───── Available records ─────

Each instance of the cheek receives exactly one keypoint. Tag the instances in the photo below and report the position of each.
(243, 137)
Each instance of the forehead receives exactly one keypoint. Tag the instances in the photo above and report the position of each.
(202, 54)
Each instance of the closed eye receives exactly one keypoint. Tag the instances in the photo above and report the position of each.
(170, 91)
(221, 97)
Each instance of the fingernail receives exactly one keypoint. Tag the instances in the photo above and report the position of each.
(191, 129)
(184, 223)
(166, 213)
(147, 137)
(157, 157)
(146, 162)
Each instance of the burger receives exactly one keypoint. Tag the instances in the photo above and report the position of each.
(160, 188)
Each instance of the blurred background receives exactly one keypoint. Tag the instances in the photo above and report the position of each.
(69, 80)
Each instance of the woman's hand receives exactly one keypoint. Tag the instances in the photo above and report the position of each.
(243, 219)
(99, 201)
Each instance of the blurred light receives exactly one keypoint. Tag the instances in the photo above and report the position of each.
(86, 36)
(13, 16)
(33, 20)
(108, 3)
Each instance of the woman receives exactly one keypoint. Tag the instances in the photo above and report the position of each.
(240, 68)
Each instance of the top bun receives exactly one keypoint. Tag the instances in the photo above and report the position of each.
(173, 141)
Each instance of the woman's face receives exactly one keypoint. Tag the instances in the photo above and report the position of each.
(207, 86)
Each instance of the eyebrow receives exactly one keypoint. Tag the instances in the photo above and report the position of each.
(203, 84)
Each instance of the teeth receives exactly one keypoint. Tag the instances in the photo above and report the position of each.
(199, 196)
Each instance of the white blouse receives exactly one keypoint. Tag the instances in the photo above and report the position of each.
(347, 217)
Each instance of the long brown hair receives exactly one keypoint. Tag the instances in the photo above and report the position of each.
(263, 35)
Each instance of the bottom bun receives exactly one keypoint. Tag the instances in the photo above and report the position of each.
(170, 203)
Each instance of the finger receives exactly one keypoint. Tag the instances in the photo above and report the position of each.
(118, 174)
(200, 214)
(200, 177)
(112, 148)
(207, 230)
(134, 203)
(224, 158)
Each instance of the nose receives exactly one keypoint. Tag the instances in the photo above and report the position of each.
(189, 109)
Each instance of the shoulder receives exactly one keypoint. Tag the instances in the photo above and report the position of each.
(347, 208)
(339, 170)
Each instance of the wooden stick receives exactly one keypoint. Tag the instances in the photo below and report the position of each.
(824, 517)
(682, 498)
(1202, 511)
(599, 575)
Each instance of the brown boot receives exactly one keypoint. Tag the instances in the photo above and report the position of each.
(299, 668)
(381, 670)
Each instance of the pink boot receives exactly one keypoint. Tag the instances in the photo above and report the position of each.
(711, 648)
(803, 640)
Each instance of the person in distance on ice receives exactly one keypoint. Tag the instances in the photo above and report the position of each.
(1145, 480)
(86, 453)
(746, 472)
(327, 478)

─────

# [Task instructions]
Copy out the lines from the line containing "Each instance of the wooden" to the end of the listing above, without alteration.

# [Answer to the exercise]
Each instance of the wooden stick receives exactly one keypoint. Tag the instances in the photo below and report the position of each.
(824, 517)
(682, 498)
(1202, 511)
(599, 575)
Each instance of the brown boot receives exactly one keypoint. Tag the instances in the photo above and report the position of each.
(299, 668)
(381, 670)
Each instance of the pink boot receives exactly one keypoint. Tag the instances in the photo above and report the position of each.
(711, 648)
(803, 640)
Each instance of the person in distance on ice receives exactly one keypoint. Tag the instances in the photo above and report the position of each.
(1145, 480)
(86, 453)
(746, 472)
(327, 478)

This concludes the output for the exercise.